Format the records below as a two-column CSV with the headers text and answer, covering only everything from the line that contains "contains boat stern." down to the line that contains "357, 83, 728, 278", both included. Give one row per record, with each field in double quotes and any line breaks replaced by spaces.

| SUPPLIED RECORDS |
*-*-*

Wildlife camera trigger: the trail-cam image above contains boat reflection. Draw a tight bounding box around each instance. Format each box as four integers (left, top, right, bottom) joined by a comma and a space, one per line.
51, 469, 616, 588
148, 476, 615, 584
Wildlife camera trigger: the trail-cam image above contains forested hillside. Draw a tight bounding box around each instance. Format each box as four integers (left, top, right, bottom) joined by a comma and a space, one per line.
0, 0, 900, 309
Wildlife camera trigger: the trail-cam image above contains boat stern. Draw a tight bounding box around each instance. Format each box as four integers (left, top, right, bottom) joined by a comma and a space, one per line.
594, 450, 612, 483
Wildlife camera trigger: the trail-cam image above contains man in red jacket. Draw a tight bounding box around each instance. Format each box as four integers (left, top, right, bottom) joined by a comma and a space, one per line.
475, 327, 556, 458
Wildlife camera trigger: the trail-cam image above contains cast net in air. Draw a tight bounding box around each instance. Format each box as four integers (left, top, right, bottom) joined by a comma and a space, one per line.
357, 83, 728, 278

*-*-*

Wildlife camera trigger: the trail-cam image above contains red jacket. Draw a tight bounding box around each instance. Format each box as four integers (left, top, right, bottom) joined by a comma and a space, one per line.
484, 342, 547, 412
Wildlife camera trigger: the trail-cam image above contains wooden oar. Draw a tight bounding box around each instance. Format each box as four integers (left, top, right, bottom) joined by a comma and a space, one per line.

*-*-*

| WORKED ANSWER |
text,answer
"Wildlife camera trigger: the trail-cam image above contains boat stern. Draw a tight bounding box around each instance. Format each box as four integers (left, top, right, bottom) joined by a comma and a space, one per line.","594, 450, 612, 483"
"Wildlife camera trigger: the trail-cam image above contains man in red jacket. Draw a tight bounding box around each instance. Format each box as four integers (left, top, right, bottom) joined by a comma and a space, one per line.","475, 327, 556, 458"
"Wildlife camera trigger: the trail-cam image above contains cast net in air. Draw a tight bounding box around each instance. Format each box as four integers (left, top, right, bottom) joined by a comma and a space, one per line.","357, 83, 728, 278"